(Dataset rows)
--------------------------------
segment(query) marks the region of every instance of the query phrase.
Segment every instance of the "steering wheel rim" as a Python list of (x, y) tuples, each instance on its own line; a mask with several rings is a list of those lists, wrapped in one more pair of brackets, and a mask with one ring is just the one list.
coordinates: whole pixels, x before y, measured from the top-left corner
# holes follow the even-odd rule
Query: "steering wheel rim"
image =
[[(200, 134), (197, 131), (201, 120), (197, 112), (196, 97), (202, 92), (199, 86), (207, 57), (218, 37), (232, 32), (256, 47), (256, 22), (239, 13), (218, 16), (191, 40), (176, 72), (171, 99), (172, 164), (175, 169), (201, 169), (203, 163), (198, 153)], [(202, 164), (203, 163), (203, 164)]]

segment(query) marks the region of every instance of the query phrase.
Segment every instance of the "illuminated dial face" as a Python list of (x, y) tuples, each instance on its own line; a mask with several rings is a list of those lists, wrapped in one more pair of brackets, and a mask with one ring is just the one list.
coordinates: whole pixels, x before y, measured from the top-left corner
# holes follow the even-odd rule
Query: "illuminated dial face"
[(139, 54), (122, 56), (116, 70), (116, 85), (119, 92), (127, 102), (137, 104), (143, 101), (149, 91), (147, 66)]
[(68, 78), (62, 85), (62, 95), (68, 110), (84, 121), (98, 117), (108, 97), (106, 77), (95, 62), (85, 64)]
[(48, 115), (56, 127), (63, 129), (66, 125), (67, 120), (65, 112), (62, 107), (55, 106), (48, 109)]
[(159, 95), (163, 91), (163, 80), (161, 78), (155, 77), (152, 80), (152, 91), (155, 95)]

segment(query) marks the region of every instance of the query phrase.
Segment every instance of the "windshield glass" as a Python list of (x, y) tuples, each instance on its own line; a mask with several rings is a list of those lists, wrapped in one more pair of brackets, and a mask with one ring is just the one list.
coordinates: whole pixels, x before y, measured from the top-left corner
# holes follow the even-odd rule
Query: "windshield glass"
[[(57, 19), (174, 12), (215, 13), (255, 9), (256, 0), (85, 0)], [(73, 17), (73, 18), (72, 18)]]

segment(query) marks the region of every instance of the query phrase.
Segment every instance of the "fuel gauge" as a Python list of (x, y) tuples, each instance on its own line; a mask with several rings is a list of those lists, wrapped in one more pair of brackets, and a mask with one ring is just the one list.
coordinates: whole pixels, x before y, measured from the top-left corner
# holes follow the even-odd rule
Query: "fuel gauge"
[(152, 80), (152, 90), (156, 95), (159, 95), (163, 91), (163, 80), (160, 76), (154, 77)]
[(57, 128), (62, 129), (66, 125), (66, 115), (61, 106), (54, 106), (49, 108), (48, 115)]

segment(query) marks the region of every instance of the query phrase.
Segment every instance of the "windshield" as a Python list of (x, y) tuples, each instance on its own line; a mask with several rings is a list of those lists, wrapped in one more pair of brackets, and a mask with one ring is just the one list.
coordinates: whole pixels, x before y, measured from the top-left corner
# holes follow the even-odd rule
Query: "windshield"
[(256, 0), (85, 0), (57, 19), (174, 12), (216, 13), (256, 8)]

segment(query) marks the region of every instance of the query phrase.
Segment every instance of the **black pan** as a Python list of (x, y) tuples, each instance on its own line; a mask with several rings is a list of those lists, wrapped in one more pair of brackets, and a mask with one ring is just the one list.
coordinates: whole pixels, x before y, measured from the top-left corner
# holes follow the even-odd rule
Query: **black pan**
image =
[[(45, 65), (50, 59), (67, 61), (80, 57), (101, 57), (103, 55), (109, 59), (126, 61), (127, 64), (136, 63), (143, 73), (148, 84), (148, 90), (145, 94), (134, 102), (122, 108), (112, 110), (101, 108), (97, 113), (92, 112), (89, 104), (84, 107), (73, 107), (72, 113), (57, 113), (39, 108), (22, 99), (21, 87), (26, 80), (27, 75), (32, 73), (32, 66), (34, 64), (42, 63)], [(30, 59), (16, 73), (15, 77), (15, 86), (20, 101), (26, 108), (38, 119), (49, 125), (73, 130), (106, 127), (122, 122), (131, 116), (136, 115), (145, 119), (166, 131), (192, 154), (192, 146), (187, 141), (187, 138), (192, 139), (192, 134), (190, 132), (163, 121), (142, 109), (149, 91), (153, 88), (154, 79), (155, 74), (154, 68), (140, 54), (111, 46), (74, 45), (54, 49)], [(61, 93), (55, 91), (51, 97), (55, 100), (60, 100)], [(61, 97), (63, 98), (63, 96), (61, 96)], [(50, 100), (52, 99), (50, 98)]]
--------------------------------
EXERCISE REQUIREMENTS –
Write out the lines of the records verbatim, starting at the first line and ending after the line that contains "163), (203, 164)]]".

RESULT FOR THIS TASK –
segment(query) marks the region of every instance of the query phrase.
Segment every instance of the "steering wheel rim" as a Python list of (x, y) tuples, each instance on its own line; a mask with several rings is a list of those lists, wrapped in one more pair of brackets, and a mask with one ring is just the one list.
coordinates: whole pixels, x before y, measured from the top-left corner
# holes follow the even-odd rule
Query: "steering wheel rim"
image =
[[(200, 134), (197, 131), (201, 120), (197, 112), (196, 97), (202, 92), (199, 86), (207, 57), (218, 37), (232, 32), (256, 47), (256, 22), (239, 13), (218, 16), (191, 40), (176, 72), (171, 99), (172, 164), (175, 169), (201, 169), (203, 163), (198, 153)], [(202, 164), (203, 163), (203, 164)]]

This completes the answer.